演習本文:
またも劣勢を覆したセレナが準決勝へ「大事なのは“どう終えるか”よ」 [USオープン]

今年ふたつ目となるグランドスラム「USオープン」(アメリカ・ニューヨーク/本戦8月31日~9月13日/ハードコート)の大会10日目は、ボトムハーフの男女シングルス準々決勝と女子ダブルス準決勝残り試合が行われた。

 セレナ・ウイリアムズ(アメリカ)がフルセットでカムバックした最新の試合には、ふたつの特別なポイントがあった。それらは極めて重要であり、新型コロナウイルス(COVID-19)のパンデミックがない年であったなら何千という観客たちが立ち上がって拍手喝さいを送ったであろう高い運動能力と輝きに満ちた長いラリーから成り立つポイントだった。

 その曇った水曜日に空っぽのアーサー・アッシュ・スタジアムで行われたツベタナ・ピロンコバ(ブルガリア)に対する準々決勝で、セレナは45分のうちに第1セットとワンブレークを奪われた。彼女がこの劣勢を覆すためには、左手で打ったショットを含めたそれらのポイントの双方が必要だった。

 2時間を超える闘いをセレナが4-6 6-3 6-2のスコアで勝者として終えるためには、試合の行方を変える5ゲームの間に起きたその2ポイントのどちらも必要だった。彼女はこの試合を通し、ここ8年で1試合に決めた数としては最高となる20本のサービスエースを決めた。

USオープン2020|トーナメント表

「肝心なのは、“どう始めるか”でなく“どう終えるか”でしょう?」とセレナはコメントした。

 あと2勝すれば、彼女はグランドスラムのシングルスで史上最多に並ぶ24回目の優勝を果たすことができる。

「私は試合の出だし、少し疲れを感じていたの。理由はわからないけど」とセレナは明かした。「言うまでもなく、勝ち続けたければそのままではいけないわ。だからどうすべきかを見出す必要があった」。

 もしピロンコバが勝っていたら、どれほど大きな番狂わせとなっていただろうか? ピロンコバはノーシードであるだけでなく、WTAランキングさえ持っていない。出産と育児のためにツアーを離れていたため、これは彼女にとって3年ぶりの大会だった。

「信じられないほどすごいことだわ」とセレナはピロンコバの印象的な大会復帰に拍手を送った。「私だってこんなことはできないと思うわ」。

 プレーヤーがコートに出て行ったとき、スタジアムのアナウンサーは試合前の紹介の際にある種のミステリーである彼女について、32歳のピロンコバを「アレクサンダーの母」、そしてセレナを「オリンピアの母」とコールした。

「それはまさに、いかに母であることが大変かを示しているわ」とセレナは試合後に語った。

「試合をプレーし、家に帰って、変わらずおむつを替えなければならない」とセレナは言った。彼女の娘は9月1日に3歳となり、ピロンコバの息子より少し年上だ。「ふたつの生活があるようなものよ。本当にシュールだわ」。

 あと3週間ほどで39歳になるセレナは過去に6度USオープンでチャンピオンになっているが、ここ2年は連続で準優勝に終わっている。

 フラッシングメドウでセレナが準決勝より早く敗れたのは2007年のことで、そのときはジュスティーヌ・エナン(ベルギー)が彼女を準々決勝で破った。

 第15シードのマリア・サカーリ(ギリシャ)を6-3 6-7(6) 6-3で倒して4回戦をクリアするときにも、セレナは挽回して今大会での最多ゲーム数を戦わなければならなかった。

提供資料:
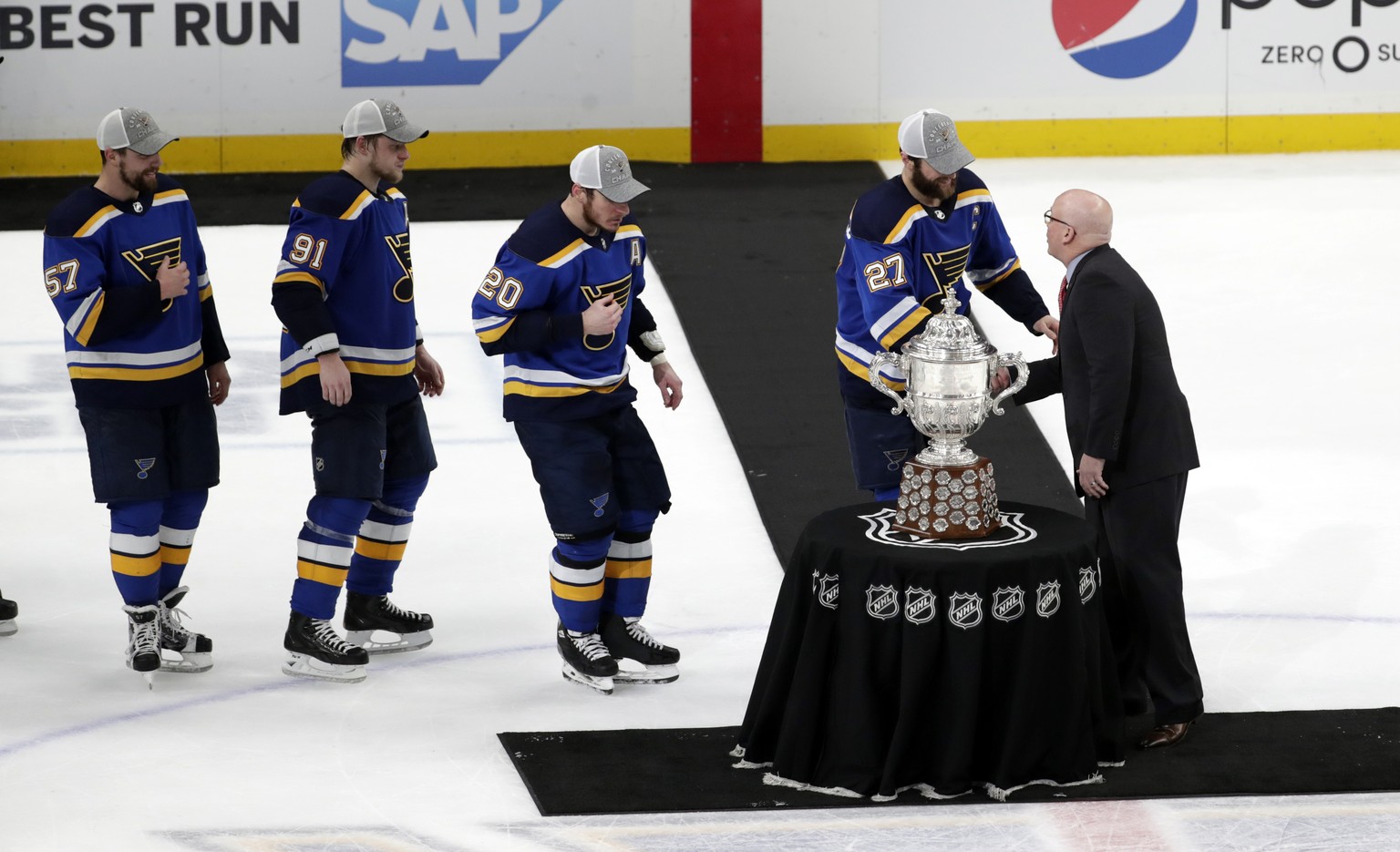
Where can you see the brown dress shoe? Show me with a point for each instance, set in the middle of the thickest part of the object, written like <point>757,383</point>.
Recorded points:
<point>1165,734</point>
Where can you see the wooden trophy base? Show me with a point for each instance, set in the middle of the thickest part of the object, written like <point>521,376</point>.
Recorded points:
<point>948,502</point>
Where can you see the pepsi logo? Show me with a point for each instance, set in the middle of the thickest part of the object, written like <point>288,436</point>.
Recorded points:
<point>1123,38</point>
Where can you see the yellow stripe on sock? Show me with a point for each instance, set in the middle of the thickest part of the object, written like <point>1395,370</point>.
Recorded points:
<point>329,575</point>
<point>582,593</point>
<point>172,554</point>
<point>629,569</point>
<point>136,566</point>
<point>388,551</point>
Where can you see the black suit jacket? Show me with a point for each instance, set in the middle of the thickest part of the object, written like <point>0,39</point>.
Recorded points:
<point>1122,402</point>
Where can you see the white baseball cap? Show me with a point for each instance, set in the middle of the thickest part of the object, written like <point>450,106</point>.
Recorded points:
<point>130,128</point>
<point>368,118</point>
<point>930,135</point>
<point>606,169</point>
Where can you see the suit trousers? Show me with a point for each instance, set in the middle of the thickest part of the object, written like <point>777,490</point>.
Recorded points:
<point>1138,528</point>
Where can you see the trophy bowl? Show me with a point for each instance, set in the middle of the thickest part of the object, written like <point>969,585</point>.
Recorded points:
<point>948,379</point>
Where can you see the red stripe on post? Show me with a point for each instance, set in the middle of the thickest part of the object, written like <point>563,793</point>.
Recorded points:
<point>726,80</point>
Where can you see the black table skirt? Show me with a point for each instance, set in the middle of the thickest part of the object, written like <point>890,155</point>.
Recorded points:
<point>942,666</point>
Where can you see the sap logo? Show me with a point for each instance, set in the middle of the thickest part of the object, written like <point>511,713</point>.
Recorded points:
<point>1136,39</point>
<point>431,42</point>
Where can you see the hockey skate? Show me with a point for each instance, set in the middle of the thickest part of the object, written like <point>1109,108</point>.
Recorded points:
<point>8,611</point>
<point>315,650</point>
<point>370,613</point>
<point>143,641</point>
<point>195,650</point>
<point>626,638</point>
<point>585,659</point>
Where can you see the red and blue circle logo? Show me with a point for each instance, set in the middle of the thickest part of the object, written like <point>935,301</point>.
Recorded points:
<point>1134,42</point>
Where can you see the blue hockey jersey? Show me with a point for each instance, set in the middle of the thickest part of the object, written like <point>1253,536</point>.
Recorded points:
<point>345,282</point>
<point>127,347</point>
<point>899,261</point>
<point>530,308</point>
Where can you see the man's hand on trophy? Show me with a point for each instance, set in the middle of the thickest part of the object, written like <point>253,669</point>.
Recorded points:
<point>602,316</point>
<point>1091,476</point>
<point>1050,328</point>
<point>668,382</point>
<point>1002,381</point>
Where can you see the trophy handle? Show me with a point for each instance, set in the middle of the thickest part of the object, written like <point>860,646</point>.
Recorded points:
<point>1023,374</point>
<point>878,385</point>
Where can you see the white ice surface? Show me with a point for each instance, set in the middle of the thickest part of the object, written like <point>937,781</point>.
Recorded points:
<point>1274,274</point>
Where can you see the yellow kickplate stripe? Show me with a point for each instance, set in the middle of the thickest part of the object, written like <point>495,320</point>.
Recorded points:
<point>136,566</point>
<point>582,593</point>
<point>629,569</point>
<point>380,550</point>
<point>323,574</point>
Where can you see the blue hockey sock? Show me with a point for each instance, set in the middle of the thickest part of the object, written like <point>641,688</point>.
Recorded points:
<point>324,551</point>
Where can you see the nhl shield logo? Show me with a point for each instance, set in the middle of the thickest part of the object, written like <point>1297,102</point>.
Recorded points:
<point>1047,599</point>
<point>965,609</point>
<point>920,605</point>
<point>1008,603</point>
<point>882,601</point>
<point>1088,583</point>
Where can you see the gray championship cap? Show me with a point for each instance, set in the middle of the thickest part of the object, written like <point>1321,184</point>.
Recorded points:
<point>130,128</point>
<point>368,118</point>
<point>606,169</point>
<point>930,135</point>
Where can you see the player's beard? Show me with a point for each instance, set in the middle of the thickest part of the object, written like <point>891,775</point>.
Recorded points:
<point>391,174</point>
<point>594,224</point>
<point>938,190</point>
<point>138,180</point>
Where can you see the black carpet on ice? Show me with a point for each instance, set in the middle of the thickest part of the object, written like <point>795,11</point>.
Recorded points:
<point>746,253</point>
<point>1224,754</point>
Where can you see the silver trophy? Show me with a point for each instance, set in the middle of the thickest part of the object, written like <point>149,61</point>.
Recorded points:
<point>948,491</point>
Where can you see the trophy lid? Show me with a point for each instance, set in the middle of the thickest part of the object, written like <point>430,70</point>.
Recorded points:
<point>948,336</point>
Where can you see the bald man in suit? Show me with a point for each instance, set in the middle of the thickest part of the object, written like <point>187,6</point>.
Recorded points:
<point>1131,442</point>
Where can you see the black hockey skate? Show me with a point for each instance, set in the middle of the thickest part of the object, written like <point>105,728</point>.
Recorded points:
<point>8,611</point>
<point>626,638</point>
<point>195,650</point>
<point>585,659</point>
<point>315,650</point>
<point>143,641</point>
<point>368,613</point>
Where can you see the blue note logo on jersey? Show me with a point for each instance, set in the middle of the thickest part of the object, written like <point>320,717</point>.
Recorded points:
<point>431,42</point>
<point>1123,38</point>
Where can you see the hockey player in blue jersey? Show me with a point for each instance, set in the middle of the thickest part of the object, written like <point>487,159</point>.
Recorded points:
<point>561,303</point>
<point>353,361</point>
<point>929,231</point>
<point>127,272</point>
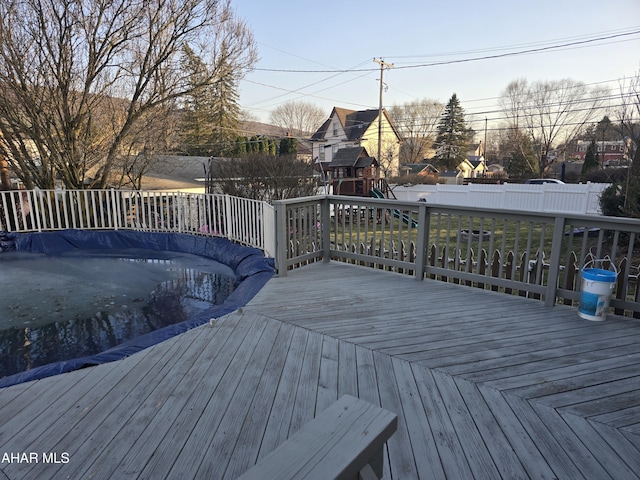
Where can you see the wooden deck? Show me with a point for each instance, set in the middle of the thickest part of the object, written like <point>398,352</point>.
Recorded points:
<point>485,386</point>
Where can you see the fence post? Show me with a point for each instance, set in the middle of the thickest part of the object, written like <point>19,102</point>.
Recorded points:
<point>281,239</point>
<point>423,241</point>
<point>325,223</point>
<point>554,261</point>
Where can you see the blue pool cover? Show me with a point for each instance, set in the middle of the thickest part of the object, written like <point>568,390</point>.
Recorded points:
<point>252,270</point>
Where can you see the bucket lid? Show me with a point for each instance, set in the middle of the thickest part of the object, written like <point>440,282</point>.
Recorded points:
<point>599,275</point>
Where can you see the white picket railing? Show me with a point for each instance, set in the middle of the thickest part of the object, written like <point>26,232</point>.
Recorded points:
<point>241,220</point>
<point>578,199</point>
<point>534,254</point>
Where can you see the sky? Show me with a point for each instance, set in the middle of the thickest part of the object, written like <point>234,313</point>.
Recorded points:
<point>323,52</point>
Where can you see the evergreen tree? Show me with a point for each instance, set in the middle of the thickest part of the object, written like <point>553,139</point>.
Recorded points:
<point>196,125</point>
<point>225,114</point>
<point>288,146</point>
<point>591,158</point>
<point>240,146</point>
<point>452,140</point>
<point>211,117</point>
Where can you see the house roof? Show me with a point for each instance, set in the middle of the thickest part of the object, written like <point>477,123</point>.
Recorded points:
<point>449,173</point>
<point>354,123</point>
<point>348,157</point>
<point>419,168</point>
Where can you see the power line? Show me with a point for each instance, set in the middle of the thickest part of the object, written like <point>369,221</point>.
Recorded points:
<point>471,59</point>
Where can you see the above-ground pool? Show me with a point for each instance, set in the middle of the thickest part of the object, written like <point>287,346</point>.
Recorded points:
<point>76,298</point>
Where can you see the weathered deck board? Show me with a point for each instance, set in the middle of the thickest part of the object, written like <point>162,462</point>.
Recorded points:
<point>484,385</point>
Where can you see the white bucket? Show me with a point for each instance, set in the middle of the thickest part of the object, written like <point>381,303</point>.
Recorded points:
<point>597,287</point>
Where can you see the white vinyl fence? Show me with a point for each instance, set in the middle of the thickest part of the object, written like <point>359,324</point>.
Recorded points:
<point>580,199</point>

理解度チェック:
#1 本文の内容に照らし、次の(a)〜(c)が合っているかどうかを「はい」か「いいえ」で答えよ。それぞれ、判断の決め手となる本文の語句をそのまま引用すること。
(a) セレナは準々決勝で20本のサービスエースを決めた。
(b) ピロンコバは第15シードとして出場していた。
(c) セレナの娘は9月1日に3歳になった。
#2 本文の「もしピロンコバが勝っていたら」から「のよ。本当にシュールだわ」。」までを一字も変えずに書き写して返せ。
本文だけを手がかりにし、エントリーは使わない。

設問別の解答:
#1
(a) はい。「20本のサービスエースを決めた」
(b) いいえ。「ピロンコバはノーシードであるだけでなく、WTAランキングさえ持っていない」
(c) はい。「彼女の娘は9月1日に3歳となり」

#2
もしピロンコバが勝っていたら、どれほど大きな番狂わせとなっていただろうか? ピロンコバはノーシードであるだけでなく、WTAランキングさえ持っていない。出産と育児のためにツアーを離れていたため、これは彼女にとって3年ぶりの大会だった。

「信じられないほどすごいことだわ」とセレナはピロンコバの印象的な大会復帰に拍手を送った。「私だってこんなことはできないと思うわ」。

 プレーヤーがコートに出て行ったとき、スタジアムのアナウンサーは試合前の紹介の際にある種のミステリーである彼女について、32歳のピロンコバを「アレクサンダーの母」、そしてセレナを「オリンピアの母」とコールした。

「それはまさに、いかに母であることが大変かを示しているわ」とセレナは試合後に語った。

「試合をプレーし、家に帰って、変わらずおむつを替えなければならない」とセレナは言った。彼女の娘は9月1日に3歳となり、ピロンコバの息子より少し年上だ。「ふたつの生活があるようなものよ。本当にシュールだわ」。